▶ Data excerpts:
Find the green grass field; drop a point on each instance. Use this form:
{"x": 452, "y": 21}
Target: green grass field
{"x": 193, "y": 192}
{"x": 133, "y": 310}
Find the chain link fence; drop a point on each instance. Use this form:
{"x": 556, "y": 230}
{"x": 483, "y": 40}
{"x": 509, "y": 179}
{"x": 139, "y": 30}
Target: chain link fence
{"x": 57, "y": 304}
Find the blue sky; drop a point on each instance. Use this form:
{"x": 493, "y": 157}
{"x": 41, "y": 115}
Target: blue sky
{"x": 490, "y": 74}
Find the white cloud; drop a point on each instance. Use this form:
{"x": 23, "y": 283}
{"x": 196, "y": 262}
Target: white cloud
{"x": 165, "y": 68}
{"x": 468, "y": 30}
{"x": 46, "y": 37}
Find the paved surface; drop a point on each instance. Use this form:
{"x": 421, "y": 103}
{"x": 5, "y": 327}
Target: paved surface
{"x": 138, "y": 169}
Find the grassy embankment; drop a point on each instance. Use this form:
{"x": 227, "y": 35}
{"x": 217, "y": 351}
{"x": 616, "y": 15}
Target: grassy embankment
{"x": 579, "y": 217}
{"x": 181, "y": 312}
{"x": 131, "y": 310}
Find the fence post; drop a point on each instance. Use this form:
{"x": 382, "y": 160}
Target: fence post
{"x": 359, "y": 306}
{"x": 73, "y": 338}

▶ Your objective: Please copy every line above, from the line containing "Find the fence" through the last line, and shift each coordinate listed after the "Target" line up by 114. Leave all other numbers unchanged.

▶ Exercise response:
Find the fence post; drop a point on each instance. Use this form:
{"x": 382, "y": 160}
Target: fence post
{"x": 473, "y": 420}
{"x": 187, "y": 452}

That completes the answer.